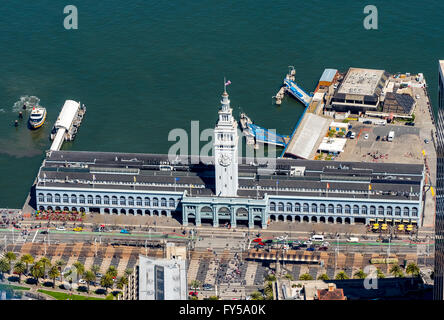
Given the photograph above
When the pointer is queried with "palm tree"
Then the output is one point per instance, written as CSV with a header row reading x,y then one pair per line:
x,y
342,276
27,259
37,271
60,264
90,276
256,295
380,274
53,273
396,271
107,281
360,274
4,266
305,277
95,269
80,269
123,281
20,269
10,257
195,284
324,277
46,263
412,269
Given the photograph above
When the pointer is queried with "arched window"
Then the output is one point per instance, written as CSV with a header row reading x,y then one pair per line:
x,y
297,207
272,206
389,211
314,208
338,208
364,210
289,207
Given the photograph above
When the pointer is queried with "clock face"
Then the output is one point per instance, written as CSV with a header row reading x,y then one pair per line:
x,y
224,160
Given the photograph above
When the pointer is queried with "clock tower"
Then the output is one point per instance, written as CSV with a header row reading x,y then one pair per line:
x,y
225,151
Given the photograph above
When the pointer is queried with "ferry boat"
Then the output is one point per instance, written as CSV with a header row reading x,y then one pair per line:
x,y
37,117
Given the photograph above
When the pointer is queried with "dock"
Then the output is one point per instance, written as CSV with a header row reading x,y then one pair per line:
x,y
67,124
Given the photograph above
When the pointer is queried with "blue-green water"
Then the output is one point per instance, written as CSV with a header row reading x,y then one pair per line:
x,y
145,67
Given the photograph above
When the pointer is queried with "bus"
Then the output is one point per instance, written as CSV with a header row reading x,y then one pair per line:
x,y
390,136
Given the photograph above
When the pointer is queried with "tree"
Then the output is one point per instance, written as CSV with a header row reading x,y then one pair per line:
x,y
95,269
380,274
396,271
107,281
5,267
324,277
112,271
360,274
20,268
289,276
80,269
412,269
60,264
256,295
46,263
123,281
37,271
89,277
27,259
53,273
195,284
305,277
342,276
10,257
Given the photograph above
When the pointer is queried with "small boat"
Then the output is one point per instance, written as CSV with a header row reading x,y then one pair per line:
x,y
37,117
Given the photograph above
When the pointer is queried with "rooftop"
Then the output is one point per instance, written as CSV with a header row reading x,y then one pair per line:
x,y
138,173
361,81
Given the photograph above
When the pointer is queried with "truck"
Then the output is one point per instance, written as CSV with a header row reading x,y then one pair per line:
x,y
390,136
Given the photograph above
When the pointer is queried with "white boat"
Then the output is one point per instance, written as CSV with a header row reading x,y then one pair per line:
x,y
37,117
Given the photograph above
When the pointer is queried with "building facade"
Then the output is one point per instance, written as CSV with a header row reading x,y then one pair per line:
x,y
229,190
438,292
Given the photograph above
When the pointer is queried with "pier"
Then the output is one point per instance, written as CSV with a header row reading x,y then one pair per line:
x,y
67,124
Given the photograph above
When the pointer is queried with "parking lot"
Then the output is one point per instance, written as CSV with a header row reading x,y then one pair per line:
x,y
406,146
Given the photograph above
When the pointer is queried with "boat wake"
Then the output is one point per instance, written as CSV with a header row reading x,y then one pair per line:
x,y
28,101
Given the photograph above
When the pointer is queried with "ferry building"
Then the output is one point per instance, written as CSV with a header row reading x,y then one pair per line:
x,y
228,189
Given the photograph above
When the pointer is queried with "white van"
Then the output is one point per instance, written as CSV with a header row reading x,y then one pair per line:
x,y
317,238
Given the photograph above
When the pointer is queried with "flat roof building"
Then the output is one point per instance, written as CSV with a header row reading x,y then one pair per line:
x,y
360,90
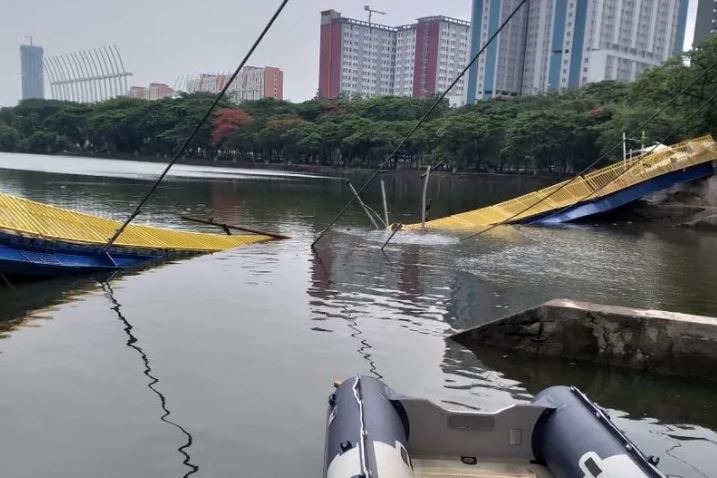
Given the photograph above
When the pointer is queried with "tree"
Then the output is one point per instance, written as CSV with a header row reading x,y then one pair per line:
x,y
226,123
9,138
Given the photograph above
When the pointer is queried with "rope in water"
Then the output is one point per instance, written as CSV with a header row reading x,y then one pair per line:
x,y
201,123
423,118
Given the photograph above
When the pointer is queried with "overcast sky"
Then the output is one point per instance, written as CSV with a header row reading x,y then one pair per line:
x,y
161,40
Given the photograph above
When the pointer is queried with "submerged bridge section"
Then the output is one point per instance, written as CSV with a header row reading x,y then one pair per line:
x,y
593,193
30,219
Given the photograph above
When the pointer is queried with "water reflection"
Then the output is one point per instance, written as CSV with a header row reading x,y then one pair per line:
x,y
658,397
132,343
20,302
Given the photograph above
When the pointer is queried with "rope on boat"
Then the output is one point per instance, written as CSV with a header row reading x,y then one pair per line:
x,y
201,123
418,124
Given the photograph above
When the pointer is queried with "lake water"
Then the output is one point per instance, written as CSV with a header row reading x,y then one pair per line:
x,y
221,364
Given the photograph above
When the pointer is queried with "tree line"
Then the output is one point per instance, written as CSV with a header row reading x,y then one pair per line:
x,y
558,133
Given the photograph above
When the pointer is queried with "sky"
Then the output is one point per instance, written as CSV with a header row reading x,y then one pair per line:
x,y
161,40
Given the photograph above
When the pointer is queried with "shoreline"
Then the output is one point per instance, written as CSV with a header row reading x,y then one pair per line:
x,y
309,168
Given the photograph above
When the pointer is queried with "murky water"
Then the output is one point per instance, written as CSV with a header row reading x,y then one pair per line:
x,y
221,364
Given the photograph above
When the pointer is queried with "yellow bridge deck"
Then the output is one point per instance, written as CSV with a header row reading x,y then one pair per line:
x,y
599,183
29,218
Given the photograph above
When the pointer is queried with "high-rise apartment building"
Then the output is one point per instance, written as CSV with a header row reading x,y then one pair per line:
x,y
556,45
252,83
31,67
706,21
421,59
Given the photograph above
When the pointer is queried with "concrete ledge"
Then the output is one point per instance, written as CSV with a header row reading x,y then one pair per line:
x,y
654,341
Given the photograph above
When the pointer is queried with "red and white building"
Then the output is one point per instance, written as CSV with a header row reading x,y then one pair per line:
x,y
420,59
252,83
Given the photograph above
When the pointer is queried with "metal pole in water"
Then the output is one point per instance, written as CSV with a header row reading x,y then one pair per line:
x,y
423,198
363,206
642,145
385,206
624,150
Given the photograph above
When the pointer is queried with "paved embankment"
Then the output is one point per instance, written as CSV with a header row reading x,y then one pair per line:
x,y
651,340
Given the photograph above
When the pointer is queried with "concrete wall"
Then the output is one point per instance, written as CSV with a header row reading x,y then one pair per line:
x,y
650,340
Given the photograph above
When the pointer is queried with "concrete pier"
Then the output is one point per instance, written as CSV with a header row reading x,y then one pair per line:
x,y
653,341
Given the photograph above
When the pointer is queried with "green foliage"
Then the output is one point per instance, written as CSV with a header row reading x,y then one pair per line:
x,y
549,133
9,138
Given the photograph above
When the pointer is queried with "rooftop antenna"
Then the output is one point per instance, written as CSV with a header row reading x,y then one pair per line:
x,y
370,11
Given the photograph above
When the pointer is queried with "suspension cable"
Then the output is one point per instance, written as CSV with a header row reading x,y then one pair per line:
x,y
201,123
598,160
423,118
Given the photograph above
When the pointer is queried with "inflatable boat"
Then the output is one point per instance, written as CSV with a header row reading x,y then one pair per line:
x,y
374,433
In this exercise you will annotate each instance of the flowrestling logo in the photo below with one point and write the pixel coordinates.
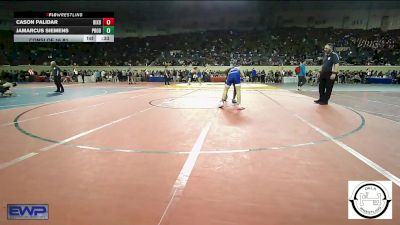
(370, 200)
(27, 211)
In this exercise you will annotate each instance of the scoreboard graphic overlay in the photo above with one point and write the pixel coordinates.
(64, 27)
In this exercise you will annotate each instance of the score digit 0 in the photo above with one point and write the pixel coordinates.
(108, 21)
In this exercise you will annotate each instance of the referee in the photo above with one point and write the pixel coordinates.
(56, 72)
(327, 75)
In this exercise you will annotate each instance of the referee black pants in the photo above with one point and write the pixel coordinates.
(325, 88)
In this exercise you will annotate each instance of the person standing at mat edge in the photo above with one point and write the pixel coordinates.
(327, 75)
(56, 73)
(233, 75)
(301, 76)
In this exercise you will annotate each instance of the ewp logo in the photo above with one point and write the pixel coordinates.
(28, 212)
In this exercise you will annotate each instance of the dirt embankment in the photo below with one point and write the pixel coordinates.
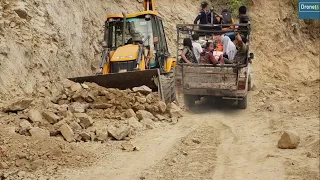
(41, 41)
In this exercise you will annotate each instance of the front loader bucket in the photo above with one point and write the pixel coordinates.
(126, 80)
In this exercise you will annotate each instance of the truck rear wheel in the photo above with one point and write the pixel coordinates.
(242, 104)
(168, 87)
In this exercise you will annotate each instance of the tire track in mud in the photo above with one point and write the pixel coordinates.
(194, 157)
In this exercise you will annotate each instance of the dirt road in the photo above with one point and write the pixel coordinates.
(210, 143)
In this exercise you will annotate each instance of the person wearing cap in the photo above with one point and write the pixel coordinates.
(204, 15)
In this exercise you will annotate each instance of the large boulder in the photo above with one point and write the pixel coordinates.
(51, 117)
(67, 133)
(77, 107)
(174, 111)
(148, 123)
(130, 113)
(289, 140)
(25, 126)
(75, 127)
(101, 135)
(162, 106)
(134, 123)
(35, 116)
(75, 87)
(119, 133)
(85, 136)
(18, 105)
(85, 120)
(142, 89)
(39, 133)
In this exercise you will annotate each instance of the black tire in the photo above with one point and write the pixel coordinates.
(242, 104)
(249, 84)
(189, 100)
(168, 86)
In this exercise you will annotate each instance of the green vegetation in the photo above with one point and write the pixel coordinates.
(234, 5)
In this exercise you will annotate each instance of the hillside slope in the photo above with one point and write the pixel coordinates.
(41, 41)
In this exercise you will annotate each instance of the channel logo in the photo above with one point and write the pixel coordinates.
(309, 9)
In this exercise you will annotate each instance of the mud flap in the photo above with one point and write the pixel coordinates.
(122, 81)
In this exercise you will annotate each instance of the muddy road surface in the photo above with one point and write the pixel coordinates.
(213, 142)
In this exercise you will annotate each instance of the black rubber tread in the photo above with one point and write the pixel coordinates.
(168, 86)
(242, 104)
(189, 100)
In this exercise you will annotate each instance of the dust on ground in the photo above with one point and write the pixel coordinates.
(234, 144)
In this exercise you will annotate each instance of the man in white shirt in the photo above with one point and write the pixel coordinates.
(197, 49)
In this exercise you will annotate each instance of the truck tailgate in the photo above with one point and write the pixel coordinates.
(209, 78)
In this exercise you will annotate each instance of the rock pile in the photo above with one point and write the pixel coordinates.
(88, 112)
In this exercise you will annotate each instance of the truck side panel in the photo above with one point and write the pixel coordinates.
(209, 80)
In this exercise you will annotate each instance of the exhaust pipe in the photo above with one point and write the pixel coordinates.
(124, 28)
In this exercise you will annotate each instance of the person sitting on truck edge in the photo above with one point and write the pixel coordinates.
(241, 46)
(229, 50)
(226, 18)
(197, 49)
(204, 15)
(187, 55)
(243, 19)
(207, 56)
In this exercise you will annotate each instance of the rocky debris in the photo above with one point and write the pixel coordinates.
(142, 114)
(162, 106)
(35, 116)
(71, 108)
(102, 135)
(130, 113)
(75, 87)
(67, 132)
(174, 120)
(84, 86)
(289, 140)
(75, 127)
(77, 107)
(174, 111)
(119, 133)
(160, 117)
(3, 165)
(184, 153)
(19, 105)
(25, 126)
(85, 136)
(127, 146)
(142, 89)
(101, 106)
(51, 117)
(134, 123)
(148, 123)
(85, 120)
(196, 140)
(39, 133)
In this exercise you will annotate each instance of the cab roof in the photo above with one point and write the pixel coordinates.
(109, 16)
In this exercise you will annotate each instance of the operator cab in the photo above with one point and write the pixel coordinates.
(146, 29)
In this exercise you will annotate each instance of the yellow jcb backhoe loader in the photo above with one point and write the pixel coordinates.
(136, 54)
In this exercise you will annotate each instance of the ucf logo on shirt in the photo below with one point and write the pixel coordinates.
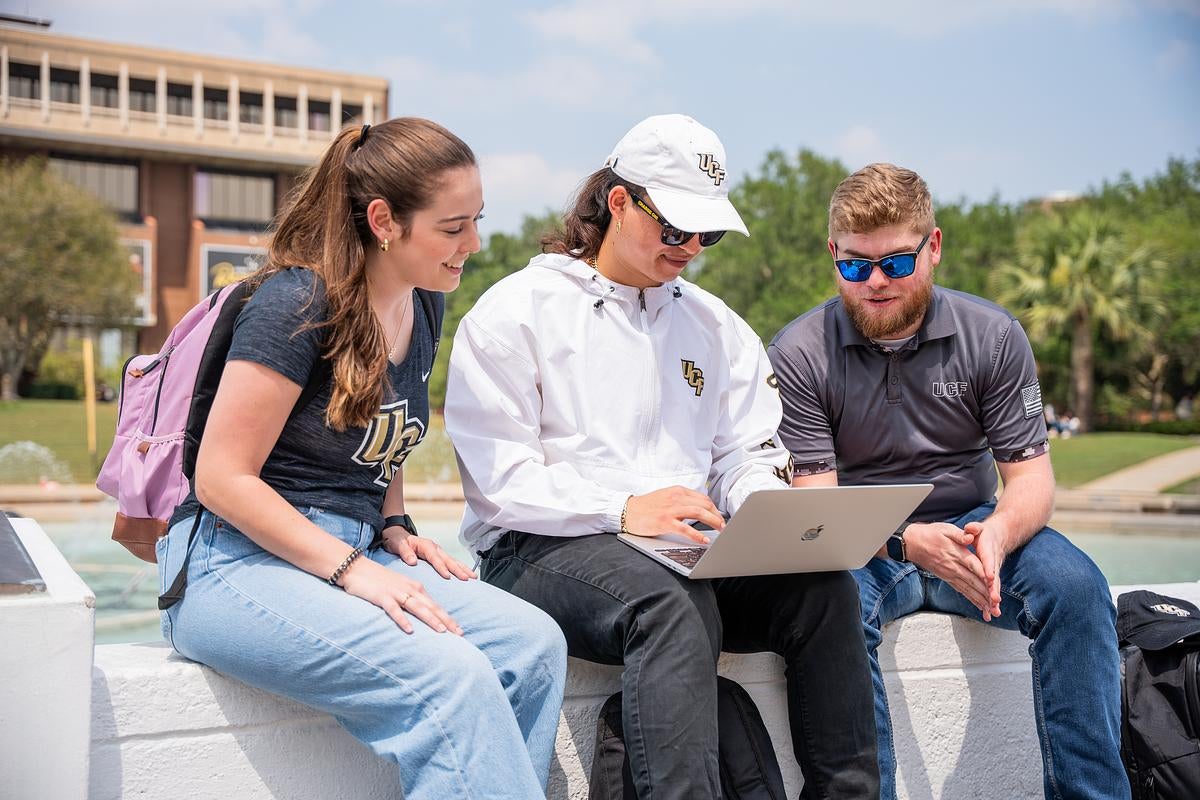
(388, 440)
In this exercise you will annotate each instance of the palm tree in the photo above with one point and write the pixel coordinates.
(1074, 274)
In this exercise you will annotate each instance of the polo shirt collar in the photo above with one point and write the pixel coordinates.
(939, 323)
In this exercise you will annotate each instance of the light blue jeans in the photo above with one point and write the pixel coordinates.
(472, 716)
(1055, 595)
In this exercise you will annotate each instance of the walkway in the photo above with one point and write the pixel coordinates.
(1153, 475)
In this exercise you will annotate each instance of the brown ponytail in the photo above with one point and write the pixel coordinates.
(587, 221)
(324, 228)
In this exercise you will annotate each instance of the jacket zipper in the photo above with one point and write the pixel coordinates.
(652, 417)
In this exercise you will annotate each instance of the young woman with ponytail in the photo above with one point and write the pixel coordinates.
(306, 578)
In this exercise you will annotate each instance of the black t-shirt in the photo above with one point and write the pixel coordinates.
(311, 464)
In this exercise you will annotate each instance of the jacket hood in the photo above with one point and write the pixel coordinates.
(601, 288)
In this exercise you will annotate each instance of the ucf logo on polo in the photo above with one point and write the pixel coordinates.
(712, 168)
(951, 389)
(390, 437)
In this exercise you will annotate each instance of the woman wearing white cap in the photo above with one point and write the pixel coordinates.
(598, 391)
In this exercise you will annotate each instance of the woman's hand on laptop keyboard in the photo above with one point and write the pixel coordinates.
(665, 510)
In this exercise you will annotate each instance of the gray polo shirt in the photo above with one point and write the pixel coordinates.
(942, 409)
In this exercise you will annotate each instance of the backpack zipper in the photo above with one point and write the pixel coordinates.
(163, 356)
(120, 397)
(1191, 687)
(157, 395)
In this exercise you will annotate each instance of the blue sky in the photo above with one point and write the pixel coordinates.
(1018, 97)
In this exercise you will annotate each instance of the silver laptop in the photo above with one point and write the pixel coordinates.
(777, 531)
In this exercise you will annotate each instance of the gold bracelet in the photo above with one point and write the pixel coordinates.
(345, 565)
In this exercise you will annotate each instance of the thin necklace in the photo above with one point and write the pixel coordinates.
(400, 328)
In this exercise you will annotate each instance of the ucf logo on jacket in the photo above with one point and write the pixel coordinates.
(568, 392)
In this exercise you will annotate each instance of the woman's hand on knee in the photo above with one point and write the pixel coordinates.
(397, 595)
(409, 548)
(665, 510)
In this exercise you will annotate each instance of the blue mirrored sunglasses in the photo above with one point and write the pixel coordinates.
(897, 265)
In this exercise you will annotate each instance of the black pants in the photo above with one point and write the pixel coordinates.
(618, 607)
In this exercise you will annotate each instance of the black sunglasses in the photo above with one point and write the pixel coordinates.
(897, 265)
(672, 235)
◇ ◇ ◇ ◇ ◇
# [Task item]
Set down each line from the line containing "the black pants" through the final line of the data, exactly and with nothing added.

# [Written solution]
In this exercise you will annotate each instance of the black pants in the photo above with one point and write the pixel coordinates.
(618, 607)
In this exercise you will annotate each instance of the black sunglasses in the photo above with one point and write the pixel coordinates.
(897, 265)
(672, 235)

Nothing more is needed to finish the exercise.